# TEXT PROVIDED
Here is one thing to consider when dealing with texture files, OpenGL, and
scene graphs (like OSG or PLIB.)

OpenGL has a concept called mip-mapping.  When a texture is loaded,
successively smaller versions are generated automatically using a simple box
filter.  So if you start with a 256x256 original texture, the system builds
a 128x128, 64x64, 32x32 ... etc. down to a 1x1 I believe.  For each smaller
version, 1 pixel is the average of 4 pixels in the next size up.  This
scheme works pretty ok for most picture type textures and it happens
automatically so artists don't have to worry about it.

Then when rendering a scene, the opengl system automatically chooses the
mipmap level (texture size) that best fits the triangle it is getting
applied to ... has a closest to 1-to-1 match with screen space pixels.  This
helps prevent aliasing artifacts or "texture swimming" effects that you
might remember from older games.

Where this can lead to problems is with textures that have transparency
(i.e. an alpha channel.)  The box filter scheme of generating successively
smaller versions of the texture doesn't work well with the alpha layer.  The
transition from fully opaque to fully transparent gets wider and wider
relative to the overall texture and can lead to problems.

More generally, the default box filter scheme of generating the smaller
versions of the texture files is very simple and usually not quite optimal,
and is definitely non-optimal when working with textures that have a
transparency layer.  In addition, the mipmaps are generally computed in
software when the texture is loaded which takes some time.

I suspect that some of these fancier formats might have the mipmap layers
pre-computed using a more sophisticated size reducing scheme -- thus
producing slightly better visual results in the end.

# INFORMATION PROVIDED

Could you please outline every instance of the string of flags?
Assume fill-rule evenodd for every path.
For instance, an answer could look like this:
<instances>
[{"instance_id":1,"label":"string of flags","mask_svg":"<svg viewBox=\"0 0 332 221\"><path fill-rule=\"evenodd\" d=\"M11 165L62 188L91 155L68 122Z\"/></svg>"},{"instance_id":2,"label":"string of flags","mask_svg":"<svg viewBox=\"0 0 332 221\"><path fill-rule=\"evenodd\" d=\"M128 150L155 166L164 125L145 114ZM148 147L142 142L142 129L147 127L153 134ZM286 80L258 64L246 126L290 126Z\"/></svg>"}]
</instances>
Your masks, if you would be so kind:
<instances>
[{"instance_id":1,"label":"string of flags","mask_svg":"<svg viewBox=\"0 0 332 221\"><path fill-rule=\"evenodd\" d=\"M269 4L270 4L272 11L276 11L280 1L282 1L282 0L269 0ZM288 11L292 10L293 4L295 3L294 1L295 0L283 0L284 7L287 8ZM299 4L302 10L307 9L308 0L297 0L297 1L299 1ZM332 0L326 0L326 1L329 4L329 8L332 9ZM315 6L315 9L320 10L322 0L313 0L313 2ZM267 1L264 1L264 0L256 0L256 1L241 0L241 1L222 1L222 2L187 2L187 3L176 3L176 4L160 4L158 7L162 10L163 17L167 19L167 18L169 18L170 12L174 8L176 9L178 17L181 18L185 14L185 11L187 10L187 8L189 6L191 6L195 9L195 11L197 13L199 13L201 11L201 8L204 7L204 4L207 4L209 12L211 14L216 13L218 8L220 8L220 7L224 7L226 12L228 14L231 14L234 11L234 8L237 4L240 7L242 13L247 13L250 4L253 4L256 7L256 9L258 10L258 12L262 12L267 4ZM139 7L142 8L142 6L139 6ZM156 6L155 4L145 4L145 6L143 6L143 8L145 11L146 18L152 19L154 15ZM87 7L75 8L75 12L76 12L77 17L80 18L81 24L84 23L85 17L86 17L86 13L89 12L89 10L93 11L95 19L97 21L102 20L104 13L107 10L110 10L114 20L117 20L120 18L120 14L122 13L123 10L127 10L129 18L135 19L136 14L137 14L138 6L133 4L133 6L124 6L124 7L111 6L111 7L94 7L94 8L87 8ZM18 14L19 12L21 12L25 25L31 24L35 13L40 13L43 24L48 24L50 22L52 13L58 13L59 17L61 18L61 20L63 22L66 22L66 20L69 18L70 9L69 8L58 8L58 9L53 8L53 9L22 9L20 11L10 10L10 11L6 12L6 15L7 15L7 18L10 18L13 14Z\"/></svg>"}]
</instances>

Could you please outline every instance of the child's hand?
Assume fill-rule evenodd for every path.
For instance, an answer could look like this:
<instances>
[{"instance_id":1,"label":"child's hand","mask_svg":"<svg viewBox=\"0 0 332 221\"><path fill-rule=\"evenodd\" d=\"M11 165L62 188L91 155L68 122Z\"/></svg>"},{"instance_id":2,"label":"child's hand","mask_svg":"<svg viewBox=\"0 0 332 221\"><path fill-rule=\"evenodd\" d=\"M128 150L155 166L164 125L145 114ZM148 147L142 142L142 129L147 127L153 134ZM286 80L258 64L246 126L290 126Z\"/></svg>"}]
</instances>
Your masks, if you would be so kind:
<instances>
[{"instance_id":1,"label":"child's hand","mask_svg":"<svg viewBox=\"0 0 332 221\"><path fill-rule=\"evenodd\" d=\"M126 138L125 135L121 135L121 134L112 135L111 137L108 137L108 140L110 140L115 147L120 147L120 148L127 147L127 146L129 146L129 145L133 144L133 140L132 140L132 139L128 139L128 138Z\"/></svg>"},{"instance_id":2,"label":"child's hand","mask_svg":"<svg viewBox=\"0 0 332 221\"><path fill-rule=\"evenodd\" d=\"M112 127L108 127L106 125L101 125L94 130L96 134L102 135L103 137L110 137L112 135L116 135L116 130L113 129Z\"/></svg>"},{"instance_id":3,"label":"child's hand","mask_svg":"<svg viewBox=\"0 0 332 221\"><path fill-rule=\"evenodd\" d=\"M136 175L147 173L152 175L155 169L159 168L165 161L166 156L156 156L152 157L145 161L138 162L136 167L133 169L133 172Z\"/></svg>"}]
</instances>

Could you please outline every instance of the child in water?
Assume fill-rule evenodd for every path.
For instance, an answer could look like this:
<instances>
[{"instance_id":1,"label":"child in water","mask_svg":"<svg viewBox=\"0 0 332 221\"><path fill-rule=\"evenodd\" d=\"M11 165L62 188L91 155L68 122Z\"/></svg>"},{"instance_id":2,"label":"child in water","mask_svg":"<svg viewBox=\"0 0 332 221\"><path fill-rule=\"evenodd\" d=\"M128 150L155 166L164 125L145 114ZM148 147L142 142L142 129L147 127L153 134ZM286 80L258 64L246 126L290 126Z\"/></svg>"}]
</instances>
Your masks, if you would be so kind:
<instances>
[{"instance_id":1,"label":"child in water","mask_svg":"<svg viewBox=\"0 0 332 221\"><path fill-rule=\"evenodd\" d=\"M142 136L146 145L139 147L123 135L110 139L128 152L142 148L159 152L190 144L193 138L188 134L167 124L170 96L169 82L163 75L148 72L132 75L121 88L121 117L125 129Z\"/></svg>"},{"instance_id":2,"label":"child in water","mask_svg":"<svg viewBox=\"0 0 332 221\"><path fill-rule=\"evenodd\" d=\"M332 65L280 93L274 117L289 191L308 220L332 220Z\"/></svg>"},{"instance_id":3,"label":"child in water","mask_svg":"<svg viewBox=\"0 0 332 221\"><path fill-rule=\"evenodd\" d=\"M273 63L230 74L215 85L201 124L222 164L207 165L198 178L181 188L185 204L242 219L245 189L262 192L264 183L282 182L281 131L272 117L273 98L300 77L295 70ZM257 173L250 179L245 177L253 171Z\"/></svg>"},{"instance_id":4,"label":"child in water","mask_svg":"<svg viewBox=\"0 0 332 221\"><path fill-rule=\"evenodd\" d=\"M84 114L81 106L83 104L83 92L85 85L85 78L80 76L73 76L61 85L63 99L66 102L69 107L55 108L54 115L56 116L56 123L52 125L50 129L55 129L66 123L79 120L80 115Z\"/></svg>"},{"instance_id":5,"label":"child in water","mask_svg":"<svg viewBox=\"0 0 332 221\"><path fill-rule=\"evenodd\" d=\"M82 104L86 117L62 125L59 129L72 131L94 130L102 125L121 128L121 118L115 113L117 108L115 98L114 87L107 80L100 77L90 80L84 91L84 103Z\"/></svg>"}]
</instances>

# TASK TO CARRY OUT
Pick up the text on OpenGL mip-mapping right after its last sentence and keep it going. The rows have nothing to do with what comes next.

# RESPONSE BELOW
Regards,

Curt.



On Mon, Mar 21, 2011 at 9:14 AM, <thorsten.i.r...@jyu.fi> wrote:

> > Maybe you already did this, but this needs a 'average of 3' (or 5)
> > tests, because I would be very surprised if the input file format
> > changes the final frame-rate after loading - it's all uncompressed to
> > the same format in GPU memory, as far as I know.
>
> Yes, I checked it (I couldn't believe it...).
>
> Just *maybe* the conversion by gimp screwed the pnd file and altered the
> texture somehow, so that all derived from the png is then problematic (?).
> But the effect as far as my procedure is described is real.
>
>
> > The PNG loading time also seems suspicious - decompressing a PNG is
> > certainly more work than RGB or DDS, but decompressing a 1MB PNG
> > shouldn't take even one second on a computer of the past few years.
>
> Yes - now multiply this by 2500 since it's done for every cloud being
> loaded, and you get a large number. Of course the system *should* realize
> that it has the texture loaded already and doesn't need to load it any
> more, but evidence suggest that it actually decompresses 2500 times.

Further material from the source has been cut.